> [DIRECTIVE]: Take the line that contains "car in the photo above." and every line after it in the material below, and quote them exactly.

-----

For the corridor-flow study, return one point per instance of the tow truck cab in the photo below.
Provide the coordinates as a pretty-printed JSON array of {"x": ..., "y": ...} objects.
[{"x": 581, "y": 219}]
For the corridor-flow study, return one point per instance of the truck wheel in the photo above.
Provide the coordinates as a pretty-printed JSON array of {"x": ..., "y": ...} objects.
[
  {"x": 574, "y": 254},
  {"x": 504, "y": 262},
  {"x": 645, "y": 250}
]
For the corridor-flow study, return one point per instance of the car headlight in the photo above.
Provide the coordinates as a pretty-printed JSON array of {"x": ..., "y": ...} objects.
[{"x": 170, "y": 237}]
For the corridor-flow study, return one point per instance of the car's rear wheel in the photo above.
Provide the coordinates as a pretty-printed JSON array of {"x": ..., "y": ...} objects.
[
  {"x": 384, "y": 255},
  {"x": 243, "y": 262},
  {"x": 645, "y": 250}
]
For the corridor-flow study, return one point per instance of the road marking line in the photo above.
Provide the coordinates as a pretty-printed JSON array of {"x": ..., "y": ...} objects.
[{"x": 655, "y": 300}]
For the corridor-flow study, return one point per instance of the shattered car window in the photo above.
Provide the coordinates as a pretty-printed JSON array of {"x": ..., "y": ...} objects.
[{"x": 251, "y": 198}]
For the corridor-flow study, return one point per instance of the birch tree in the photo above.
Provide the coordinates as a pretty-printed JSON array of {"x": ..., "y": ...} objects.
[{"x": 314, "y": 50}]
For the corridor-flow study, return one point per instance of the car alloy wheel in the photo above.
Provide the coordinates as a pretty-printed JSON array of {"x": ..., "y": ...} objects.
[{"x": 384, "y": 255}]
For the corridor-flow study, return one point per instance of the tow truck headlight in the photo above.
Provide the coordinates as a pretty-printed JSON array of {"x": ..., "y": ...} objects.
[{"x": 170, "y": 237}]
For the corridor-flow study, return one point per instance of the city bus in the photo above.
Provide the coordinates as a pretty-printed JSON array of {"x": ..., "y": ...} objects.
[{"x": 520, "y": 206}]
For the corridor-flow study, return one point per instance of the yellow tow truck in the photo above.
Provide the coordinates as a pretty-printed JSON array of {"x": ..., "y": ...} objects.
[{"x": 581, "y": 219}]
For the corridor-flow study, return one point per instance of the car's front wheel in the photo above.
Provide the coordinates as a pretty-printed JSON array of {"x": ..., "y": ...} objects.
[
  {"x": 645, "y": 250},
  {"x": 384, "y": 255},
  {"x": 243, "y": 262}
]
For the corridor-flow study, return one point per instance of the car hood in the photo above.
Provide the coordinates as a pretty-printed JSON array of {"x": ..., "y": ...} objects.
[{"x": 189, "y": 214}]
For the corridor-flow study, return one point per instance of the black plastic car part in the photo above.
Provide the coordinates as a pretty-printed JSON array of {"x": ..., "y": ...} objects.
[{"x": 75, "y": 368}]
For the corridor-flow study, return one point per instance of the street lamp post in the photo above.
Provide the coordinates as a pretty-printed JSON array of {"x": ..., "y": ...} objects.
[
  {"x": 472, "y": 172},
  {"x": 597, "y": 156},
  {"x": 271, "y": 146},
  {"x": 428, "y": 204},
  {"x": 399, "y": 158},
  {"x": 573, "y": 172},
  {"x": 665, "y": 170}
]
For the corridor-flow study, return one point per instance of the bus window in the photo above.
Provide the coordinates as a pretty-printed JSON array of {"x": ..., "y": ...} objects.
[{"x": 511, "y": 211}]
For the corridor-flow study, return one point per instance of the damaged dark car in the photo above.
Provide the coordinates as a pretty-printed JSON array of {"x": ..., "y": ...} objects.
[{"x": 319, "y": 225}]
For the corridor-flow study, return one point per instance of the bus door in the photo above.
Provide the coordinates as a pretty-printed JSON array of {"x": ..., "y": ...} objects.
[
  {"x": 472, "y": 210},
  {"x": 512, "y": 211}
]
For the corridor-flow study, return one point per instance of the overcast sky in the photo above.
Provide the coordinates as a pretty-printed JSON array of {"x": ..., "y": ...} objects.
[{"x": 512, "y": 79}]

-----

> [RESPONSE FOR THIS EXERCISE]:
For the corridor-flow study, return one point per instance of the damaged dark car in the photo above.
Provide the coordinates as a pretty-printed JSON array of {"x": ..., "y": ...} objects.
[{"x": 319, "y": 225}]
For the corridor-flow study, return one point per instance of the bus door in the photo above.
Provide the coordinates as a pretty-printed JSON array of {"x": ..., "y": ...} objects.
[
  {"x": 472, "y": 210},
  {"x": 512, "y": 211}
]
For the corridor-flow study, return one point per instance of the overcast sky in the photo above.
Provide the coordinates as a pretty-printed JSON array of {"x": ..., "y": ...} objects.
[{"x": 512, "y": 79}]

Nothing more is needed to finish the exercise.